## WRITTEN PROBLEM:
Continue the post below about winter in the country with the animals, picking up right after its final sentence and keeping its tone.

## SOURCE EXCERPT:
↓

It's funny but I used to love long,
cold winters. Dear husband building his snow hole (digging a house into the
snow instead of upwards like an igloo...) and taking long walks out into the
crisp and white world. Coming home with frost on our eyelashes and frozen
faces. You do feel alive in such conditions and you spend a lot of time feeding
the wild animals out in the forest. You also keep fit.
Since our little group of animals
arrived, my view on the winter season has completely changed, not altogether a
surprise. I spend hours listening to mutterings about snow being hard to dig in
(this from the hens) and mutterings about how the world stands still (sheep
thinking out loud) and I understand them. From summertime, when everyone bobs
about, meeting up friends here and there, the world gets very small for the
animals when the cold hits us. They long for sunny days, lounging about on the
field, seeing everything that's going on around the place. They also enjoy
hearing what's going on in the forest near us. Winter is a quiet time of the
year in that sense too.
So I walk around with hens, make paths
in the snow for our four sheep who think "Ladies do no such things!".
When I'm done they walk gingerly off in my tracks, making me step aside into
the deep snow, giving way to them. It is very Jane Austen and I feel like the
scullery maid. Apparently making paths is my job as I wear bright blue
wellingtons and that's not lady like. We still do longish walks with Mr.Chip
but we do not break any land speed records anymore. So I'm as fit as a flapjack
and not half as sweet, unfortunately. And I would not have it any other way!
Dear husband out on a winter night. Credit: Dasha Dimitrova |
My dear husband swapped his Diesel
engine car to a petrol one after our really cold spell, this winter. It gets a
bit depressing when the car is even slower to get going in the morning than the
frozen driver. A few years ago I would have asked him in a silly "no car
expert style", what colour he got on the new family worker. This time my
first question was "if we can fit a sheep in it?" It's always a worry
if someone gets ill and need to go to the vet... Animals do that to you, next I
will confess that my favorite song is "Old McDonald had a farm..."
but not to worry, we are not there, yet.
The squirrels around the place are
doing very well, this winter. We have never seen such healthy, huge tree
climbers and they are the red squirrel. Mr.Chip has decided that they cannot be
chased or disturbed in general, in fear of them having a heart attack. It's not
so much that they are fat, they are just feeling really well and have grown a
lot. They are a pleasure to watch but we do worry about the bird population, in
the spring. We will have to build new bird boxes with metal around all the
round doors. The squirrels will eat every egg and bird baby in the yard,
otherwise. There is always something to do in the country, the building I
mean....

↑

## SUPPLIED DATA:

↓

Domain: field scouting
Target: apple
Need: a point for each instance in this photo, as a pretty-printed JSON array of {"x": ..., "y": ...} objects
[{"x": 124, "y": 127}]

↑

## ANSWER TO THIS PROBLEM:
As the cold spells seems to come and
go, gardening becomes a bit of a lottery. When to prune apple trees, when to
sow seeds and so forth. At Stoneback farm all the pruning has been done at the
wrong time of the year by four eager sheep. Hopefully our pear tree will still
give us that one pear, so we don't forget that it's not an apple tree. The
berry bushes got cut down so thoroughly last summer, that they will look like
the trees up north; small, scraggly things, fighting cold and wind up on the
fells. Our sheep do a proper job, when they set their mind to it. As Molly
pulled up most of our flowering bulbs last spring, we will have to hope the
forest gets a good amount of white and blue anemones this year. Otherwise
nothing much will bloom around here this spring.... Apart from four woolly
friends, lots of hens, two oversized cockerels and a little white dog, we hope.
My dear husband and I will just try our best to fit in. At least one of us gets
a suntan, I turn pink as a piglet...
Just read that squirrels give birth to
two to eight offspring so that means we all have to move. Not enough space for
all of us... Just joking, but that's a lot of baby squirrels around the place.
Mr.Chip will get burned out chasing them! Here's hoping our lot are a squirrel
boy band....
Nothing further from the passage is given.